#### [BRIEF]
Quote the listing below in its entirety.
━━━━━━━━━━━━━━━━━━━━━━━━━━━━━━
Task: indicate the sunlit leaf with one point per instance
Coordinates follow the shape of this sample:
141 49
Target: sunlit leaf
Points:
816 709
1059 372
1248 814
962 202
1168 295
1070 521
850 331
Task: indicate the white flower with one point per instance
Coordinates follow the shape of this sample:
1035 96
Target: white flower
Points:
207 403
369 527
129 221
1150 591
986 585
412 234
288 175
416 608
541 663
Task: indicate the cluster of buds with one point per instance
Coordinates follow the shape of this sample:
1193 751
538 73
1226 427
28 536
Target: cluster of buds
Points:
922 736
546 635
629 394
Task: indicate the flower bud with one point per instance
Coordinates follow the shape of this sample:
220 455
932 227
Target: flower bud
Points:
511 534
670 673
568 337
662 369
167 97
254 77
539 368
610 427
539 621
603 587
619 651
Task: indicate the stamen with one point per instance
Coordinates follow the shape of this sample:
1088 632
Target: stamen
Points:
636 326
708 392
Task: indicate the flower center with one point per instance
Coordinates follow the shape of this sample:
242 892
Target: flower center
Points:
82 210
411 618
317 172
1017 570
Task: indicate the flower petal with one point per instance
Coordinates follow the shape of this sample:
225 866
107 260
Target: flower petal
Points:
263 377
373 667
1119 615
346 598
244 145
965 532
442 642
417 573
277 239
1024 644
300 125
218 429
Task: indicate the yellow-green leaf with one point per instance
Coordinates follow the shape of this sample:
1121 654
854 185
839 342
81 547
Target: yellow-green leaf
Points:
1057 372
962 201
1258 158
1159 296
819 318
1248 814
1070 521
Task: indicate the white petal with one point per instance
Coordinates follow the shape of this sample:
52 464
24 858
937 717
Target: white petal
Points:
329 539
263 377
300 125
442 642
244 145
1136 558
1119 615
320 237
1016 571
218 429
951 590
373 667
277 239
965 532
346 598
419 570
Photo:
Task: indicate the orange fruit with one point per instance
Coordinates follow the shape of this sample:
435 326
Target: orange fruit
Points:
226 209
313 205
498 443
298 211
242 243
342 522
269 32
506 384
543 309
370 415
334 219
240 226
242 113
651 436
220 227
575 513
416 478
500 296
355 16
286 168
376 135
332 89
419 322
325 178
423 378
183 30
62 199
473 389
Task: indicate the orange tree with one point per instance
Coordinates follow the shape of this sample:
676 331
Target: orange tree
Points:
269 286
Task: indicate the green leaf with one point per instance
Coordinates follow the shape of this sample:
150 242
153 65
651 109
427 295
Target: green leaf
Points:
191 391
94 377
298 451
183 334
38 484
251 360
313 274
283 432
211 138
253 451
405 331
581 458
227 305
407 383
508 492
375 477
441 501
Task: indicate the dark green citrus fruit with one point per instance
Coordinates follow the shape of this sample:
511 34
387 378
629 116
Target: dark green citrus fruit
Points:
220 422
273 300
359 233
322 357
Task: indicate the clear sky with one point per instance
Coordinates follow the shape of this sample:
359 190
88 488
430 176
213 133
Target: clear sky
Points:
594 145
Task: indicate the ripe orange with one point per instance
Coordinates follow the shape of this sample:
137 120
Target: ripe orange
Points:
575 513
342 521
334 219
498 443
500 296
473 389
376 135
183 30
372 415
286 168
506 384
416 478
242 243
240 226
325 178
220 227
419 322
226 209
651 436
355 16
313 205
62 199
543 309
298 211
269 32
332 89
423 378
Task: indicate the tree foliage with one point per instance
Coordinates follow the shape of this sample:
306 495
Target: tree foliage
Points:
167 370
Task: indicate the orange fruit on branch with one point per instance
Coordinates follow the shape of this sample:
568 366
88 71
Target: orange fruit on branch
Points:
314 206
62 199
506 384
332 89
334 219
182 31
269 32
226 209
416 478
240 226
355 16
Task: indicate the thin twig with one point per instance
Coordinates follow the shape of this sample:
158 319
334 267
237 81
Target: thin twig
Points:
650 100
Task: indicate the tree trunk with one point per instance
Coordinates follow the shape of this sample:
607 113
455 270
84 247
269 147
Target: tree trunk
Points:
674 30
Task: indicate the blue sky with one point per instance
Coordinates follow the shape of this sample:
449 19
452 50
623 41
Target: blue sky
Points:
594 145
━━━━━━━━━━━━━━━━━━━━━━━━━━━━━━
#### [RESPONSE TO THE TASK]
Task: indicate the sunlit leaf with one point per instance
Coordinates follow the shape of this sample:
141 49
Target: sunlit leaf
Points:
816 709
1059 372
1248 814
962 202
1168 295
1070 521
850 331
Task: indicate the white flower with one point per instance
Coordinates follow the shape of this sample:
1035 96
Target: white flower
Points:
207 403
369 527
129 221
1150 591
986 585
412 234
288 175
416 608
541 663
Task: indicate the cluster of buds with one point per instance
Coordinates follow the shape of this sample:
1193 751
538 73
1226 427
28 536
Target: cluster of buds
Points:
922 736
546 635
629 394
Task: indicate the flower bud with one point per instance
Coordinates follow the shape of this sample:
220 455
932 227
Target: flower bud
Points:
511 534
670 673
568 337
662 369
167 97
254 77
539 368
610 427
539 621
603 587
619 651
Task: indicate the stamen with one point per instance
Coordinates follow the shape of this sample:
1088 632
Target: stamen
Points:
636 326
708 392
Task: indicate the flower center with one point per instance
Coordinates follow the shape of this sample:
242 892
Target: flower center
Points:
82 210
411 618
317 172
1017 570
Task: indicate the flower petal with one point per instance
Coordinates follow the shape of this sample:
225 866
107 260
Target: flower petal
Points:
263 377
373 667
1119 615
346 598
244 145
965 532
442 642
417 573
277 239
1024 644
300 125
218 429
Task: indicate the yellow-green leaf with one point per instance
Coordinates follow the shape of this sample:
1121 654
854 185
839 342
81 547
Target: yellow-green leaf
Points:
1057 372
962 201
1258 158
1159 296
819 318
1248 814
1070 521
Task: indicate the white petal with one point per instance
Coordinates follow the shape of this sample:
52 464
24 858
937 717
Target: white petal
Points:
329 539
263 377
300 125
442 642
244 145
1136 558
1119 615
320 237
1016 571
218 429
951 590
373 667
277 239
965 532
346 598
419 570
Photo:
Task: indicate the orange fruit with one point per instance
Coordinates follow the shape of this sample:
435 326
Target: orange fruit
Points:
226 209
313 205
498 443
298 211
242 243
342 522
269 32
506 384
543 309
370 415
334 219
240 226
242 113
651 436
220 227
575 513
416 478
500 296
355 16
286 168
376 135
332 89
419 322
325 178
423 378
183 30
62 199
473 389
Task: indicate the orange tree with one point per instance
Coordinates follow the shape of this sample:
676 331
Target: orange tree
Points:
269 286
Task: indicate the green leaf with one point per instance
Coordinates follow the shape of this sample:
150 242
153 65
651 109
427 295
Target: green leaf
Points:
191 391
94 377
298 451
183 334
38 484
251 360
313 274
283 432
211 138
253 451
405 331
581 458
227 305
407 383
508 492
375 477
441 501
Task: indicate the dark green citrus fruit with one point per instance
Coordinates follow the shape of this sample:
511 34
387 378
629 116
Target: dark green citrus fruit
Points:
220 422
273 300
359 233
322 357
Task: indicate the clear sky with one point per instance
Coordinates follow the shape of this sample:
359 190
88 488
430 176
213 133
Target: clear sky
Points:
594 145
Task: indicate the ripe orange with one point per instance
Coordinates follow the shape of this sample:
137 120
Target: ripe orange
Points:
575 513
342 521
334 219
498 443
500 296
473 389
376 135
183 30
372 415
286 168
506 384
416 478
242 243
240 226
325 178
220 227
419 322
226 209
651 436
355 16
313 205
62 199
543 309
298 211
269 32
332 89
423 378
Task: indicate the tree foliage with one point per instance
Coordinates follow the shape of this sample:
306 495
Target: tree foliage
Points:
167 370
Task: indicate the orange fruit on branch with one point per instance
Coordinates follow the shape of this sample:
568 366
88 71
Target: orange fruit on branch
Points:
314 206
62 199
506 384
332 89
334 219
182 31
269 32
226 209
416 478
240 226
355 16
Task: indicate the thin twig with one point per instance
Coordinates follow the shape of this sample:
158 319
334 267
237 81
Target: thin twig
Points:
650 100
Task: indicate the tree trunk with one point per instance
Coordinates follow the shape of this sample:
607 113
455 270
84 247
269 147
Target: tree trunk
Points:
674 30
Task: indicate the blue sky with one point per instance
Coordinates follow the shape of this sample:
449 19
452 50
623 41
Target: blue sky
Points:
594 145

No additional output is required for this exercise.